Objective: Return the lines of the records verbatim, beginning at the line that contains "Where can the balcony railing" and continuing through the end of the records.

Records from a data collection:

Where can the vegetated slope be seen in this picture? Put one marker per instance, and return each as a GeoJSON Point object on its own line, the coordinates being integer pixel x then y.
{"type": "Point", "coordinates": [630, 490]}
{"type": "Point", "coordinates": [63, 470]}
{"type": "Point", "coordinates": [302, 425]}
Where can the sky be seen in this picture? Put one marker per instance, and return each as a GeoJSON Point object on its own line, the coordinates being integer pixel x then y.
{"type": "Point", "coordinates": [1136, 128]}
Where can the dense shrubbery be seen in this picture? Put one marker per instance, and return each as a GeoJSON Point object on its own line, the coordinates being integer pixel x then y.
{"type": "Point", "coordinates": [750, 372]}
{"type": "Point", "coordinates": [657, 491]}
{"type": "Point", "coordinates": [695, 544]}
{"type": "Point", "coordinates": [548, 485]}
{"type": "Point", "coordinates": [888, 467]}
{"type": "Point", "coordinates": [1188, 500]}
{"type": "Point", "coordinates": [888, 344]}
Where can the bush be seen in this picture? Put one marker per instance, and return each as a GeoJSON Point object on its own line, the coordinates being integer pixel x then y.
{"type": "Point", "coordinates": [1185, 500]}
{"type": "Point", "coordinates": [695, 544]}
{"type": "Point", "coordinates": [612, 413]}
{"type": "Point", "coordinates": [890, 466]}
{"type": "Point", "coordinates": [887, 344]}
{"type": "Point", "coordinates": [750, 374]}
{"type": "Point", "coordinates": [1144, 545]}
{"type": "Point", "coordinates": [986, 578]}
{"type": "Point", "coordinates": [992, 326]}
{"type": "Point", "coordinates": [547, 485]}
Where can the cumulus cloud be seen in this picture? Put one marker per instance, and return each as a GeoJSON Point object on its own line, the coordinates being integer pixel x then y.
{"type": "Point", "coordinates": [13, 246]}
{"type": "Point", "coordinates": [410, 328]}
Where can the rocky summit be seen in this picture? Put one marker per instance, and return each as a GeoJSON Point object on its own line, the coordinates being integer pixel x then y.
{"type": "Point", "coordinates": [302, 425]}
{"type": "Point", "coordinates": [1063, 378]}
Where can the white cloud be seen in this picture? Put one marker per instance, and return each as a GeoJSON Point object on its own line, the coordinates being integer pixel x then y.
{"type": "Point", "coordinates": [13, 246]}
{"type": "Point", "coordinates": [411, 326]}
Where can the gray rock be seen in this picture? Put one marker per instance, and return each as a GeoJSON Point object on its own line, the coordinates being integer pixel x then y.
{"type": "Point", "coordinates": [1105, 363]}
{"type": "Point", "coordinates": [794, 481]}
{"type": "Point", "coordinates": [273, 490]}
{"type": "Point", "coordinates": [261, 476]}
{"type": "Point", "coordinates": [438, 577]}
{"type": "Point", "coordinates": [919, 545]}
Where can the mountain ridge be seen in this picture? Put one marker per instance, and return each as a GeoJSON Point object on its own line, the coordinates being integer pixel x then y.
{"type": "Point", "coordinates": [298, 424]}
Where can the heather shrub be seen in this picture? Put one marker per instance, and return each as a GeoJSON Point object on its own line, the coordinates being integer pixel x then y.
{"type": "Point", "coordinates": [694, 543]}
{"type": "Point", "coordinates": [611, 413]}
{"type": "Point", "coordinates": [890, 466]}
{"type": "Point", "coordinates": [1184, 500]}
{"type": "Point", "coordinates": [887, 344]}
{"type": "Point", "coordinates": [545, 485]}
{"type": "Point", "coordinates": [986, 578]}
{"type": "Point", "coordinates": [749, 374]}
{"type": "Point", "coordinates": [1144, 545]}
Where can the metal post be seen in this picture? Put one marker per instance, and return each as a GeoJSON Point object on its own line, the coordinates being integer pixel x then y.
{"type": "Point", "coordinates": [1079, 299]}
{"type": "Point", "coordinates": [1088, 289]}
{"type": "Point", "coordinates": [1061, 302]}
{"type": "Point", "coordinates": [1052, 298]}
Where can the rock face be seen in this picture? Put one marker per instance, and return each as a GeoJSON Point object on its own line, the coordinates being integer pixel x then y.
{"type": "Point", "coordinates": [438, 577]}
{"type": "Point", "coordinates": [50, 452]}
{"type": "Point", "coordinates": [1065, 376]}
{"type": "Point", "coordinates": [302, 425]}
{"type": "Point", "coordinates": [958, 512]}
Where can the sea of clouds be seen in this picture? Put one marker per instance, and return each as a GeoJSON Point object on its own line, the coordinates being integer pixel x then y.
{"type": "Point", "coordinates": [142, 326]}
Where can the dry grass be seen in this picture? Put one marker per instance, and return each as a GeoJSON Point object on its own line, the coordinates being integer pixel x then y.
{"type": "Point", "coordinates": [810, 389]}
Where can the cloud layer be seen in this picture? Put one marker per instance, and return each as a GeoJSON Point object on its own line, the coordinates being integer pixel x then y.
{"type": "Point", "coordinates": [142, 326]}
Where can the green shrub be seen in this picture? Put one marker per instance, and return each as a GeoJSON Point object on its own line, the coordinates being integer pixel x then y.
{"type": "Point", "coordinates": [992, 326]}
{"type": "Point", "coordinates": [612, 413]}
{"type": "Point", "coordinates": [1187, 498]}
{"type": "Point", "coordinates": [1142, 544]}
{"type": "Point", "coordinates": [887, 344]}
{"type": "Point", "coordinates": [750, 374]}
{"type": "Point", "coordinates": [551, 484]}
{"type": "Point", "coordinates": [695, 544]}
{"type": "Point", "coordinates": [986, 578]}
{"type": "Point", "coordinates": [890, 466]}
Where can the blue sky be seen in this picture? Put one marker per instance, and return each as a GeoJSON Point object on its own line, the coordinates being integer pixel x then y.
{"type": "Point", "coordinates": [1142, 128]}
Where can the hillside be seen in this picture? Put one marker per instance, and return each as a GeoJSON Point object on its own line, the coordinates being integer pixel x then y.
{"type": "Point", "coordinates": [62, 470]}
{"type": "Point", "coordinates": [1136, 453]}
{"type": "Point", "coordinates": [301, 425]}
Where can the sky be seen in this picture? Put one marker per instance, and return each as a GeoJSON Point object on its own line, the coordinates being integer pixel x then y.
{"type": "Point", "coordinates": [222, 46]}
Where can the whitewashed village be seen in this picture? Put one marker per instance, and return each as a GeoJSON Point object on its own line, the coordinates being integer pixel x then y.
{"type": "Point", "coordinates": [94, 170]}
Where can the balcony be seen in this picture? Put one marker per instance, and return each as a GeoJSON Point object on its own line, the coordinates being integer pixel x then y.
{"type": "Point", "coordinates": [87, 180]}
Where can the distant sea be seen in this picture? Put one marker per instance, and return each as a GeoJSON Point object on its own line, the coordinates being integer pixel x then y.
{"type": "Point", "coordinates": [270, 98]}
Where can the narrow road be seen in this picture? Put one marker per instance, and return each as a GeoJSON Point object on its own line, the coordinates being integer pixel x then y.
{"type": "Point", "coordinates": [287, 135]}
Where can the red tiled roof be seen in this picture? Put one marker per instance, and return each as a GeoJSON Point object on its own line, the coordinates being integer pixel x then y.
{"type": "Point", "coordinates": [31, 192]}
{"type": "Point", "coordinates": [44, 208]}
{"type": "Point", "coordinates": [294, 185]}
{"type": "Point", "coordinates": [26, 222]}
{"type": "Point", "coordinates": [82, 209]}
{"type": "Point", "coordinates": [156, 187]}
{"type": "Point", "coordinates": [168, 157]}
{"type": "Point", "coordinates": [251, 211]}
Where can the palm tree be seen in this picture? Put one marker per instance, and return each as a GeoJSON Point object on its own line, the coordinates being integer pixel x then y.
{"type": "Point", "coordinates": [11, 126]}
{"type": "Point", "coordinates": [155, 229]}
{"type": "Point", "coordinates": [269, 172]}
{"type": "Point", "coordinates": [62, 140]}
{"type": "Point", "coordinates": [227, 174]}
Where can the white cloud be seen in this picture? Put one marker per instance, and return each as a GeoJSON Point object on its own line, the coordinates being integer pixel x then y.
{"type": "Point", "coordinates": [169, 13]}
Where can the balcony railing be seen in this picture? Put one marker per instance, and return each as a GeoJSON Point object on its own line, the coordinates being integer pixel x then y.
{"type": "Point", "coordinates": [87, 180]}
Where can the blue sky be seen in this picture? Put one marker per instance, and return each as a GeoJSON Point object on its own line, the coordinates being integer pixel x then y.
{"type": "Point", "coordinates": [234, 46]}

Final result:
Where can the balcony railing be seen in this picture? Put one marker per instance, and return each as a GeoJSON Point object on its own line, the coordinates being integer pixel x then y.
{"type": "Point", "coordinates": [87, 180]}
Where can the blue sky be seen in this picture? Put one marker per instance, and return each as a GeoJSON Point object on its own line, the coordinates being integer pixel x then y.
{"type": "Point", "coordinates": [234, 46]}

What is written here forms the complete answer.